The request> Can you copy out, word for word, the lines below from the one containing "Q: Point to every instance of the sky" up to and including the final line of the items?

Records for this exercise>
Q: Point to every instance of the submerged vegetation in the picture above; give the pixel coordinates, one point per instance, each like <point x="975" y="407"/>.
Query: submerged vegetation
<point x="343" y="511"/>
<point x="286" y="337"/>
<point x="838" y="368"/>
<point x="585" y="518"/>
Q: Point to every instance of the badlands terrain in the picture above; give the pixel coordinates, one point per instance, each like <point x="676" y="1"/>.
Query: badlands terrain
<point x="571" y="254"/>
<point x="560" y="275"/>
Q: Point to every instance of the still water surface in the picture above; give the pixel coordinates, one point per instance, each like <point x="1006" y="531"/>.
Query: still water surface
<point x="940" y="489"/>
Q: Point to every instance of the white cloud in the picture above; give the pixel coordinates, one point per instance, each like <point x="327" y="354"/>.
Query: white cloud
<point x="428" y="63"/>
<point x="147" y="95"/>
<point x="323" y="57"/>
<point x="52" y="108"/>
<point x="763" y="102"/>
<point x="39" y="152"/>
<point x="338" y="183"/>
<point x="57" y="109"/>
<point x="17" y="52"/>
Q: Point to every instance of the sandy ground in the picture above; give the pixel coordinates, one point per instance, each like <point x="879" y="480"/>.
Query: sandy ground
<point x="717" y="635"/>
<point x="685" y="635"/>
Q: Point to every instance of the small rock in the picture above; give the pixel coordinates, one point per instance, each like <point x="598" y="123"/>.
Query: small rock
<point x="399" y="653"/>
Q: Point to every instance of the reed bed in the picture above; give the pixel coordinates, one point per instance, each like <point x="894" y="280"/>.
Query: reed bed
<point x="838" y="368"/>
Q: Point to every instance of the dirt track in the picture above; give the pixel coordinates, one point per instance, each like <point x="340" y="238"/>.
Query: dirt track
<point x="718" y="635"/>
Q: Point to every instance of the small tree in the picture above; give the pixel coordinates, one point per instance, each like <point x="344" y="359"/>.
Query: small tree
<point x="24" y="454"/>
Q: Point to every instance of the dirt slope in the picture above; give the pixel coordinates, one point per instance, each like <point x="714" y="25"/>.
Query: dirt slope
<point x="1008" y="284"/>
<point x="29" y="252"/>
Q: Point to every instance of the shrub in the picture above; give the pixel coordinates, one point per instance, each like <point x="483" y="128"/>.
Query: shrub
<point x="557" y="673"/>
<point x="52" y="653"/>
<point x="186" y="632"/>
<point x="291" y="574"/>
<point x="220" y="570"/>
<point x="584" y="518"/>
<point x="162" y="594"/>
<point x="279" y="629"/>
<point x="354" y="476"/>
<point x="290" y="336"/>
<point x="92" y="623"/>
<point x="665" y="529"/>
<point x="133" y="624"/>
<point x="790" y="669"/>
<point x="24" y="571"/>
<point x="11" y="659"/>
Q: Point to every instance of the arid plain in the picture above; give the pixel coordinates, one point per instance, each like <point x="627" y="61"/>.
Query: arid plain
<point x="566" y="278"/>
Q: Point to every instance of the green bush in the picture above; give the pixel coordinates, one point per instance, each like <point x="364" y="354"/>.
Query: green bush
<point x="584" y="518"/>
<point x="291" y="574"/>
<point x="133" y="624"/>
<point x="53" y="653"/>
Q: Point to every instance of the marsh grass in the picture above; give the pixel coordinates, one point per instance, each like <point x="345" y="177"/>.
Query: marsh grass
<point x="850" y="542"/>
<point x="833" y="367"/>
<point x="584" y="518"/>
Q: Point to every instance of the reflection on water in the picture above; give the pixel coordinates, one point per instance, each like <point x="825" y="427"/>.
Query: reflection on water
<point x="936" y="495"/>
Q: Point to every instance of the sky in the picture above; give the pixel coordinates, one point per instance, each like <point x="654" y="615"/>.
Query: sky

Solution for this problem>
Q: Point to every instance of the sky in the picture above; give the pixel coordinates, one point per instance, each like <point x="654" y="615"/>.
Query: sky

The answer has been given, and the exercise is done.